* [EXERCISE DESCRIPTION]: Carry on the text about Ferni's opera career from the point where it stops.

* [STUDY TEXT]:
.....

Ferni debuted on the opera stage in 1876, in Charles Gounod's Faust, at Madrid's Teatro Reale. She was the first to play Bizet's Carmen in Italian, at Milan's La Scala in 1885. She created the title role of Alfredo Catalani's Edmea when it premiered in 1896, and of Catalani's Loreley, when it was first performed in 1890.

Arturo Toscanini made his professional conducting debut in Italy for an 1886 performance of Edmea starring Ferni. Her 1886 appearance as Mignon in Milan prompted a London newspaper correspondent to comment that "her appearance is, to say the least, hardly suited for portraying a very youthful gipsy girl" and concede that "her matured artistic abilities and fine voice sustain the part in a manner highly acceptable to her auditors".

.....

Object descriptions in free text
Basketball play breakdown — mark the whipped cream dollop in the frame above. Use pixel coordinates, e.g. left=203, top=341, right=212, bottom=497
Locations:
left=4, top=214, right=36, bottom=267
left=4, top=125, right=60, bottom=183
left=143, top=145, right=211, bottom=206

.....

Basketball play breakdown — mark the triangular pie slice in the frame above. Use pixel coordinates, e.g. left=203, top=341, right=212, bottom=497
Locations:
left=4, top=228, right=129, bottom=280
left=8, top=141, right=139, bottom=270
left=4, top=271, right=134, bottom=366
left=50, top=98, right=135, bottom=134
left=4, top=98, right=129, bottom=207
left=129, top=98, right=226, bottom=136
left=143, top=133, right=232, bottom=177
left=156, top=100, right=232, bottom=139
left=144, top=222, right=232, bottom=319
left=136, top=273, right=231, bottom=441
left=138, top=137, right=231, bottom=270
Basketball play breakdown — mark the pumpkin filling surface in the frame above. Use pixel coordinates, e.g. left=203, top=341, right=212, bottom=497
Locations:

.....

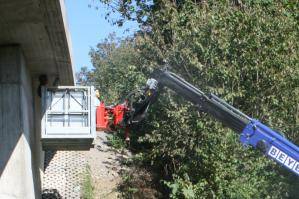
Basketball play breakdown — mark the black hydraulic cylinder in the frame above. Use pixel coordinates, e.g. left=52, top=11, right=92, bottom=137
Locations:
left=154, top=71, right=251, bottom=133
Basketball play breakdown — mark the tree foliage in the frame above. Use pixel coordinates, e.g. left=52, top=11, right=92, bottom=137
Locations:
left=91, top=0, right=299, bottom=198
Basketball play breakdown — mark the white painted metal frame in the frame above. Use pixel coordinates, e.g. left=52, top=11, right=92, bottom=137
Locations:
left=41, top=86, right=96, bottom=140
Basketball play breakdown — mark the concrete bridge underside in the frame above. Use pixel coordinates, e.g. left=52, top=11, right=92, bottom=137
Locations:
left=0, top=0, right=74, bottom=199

.....

* [REPLY]:
After retiring from the stage, Ferni taught voice in Turin. Among her students were Alba Anzelotti, Bianca Lenzi and Marisa Morel.

== Personal life ==
Ferni married Carlo Germano, a violinist. Their son Carlo (1880–1916) was also a violinist. She died in 1934 in Turin, aged 84.

== Legacy ==
Ferni Germano's autographed photos of other performers are archived in the Fondazione Giorgio Cini art collections.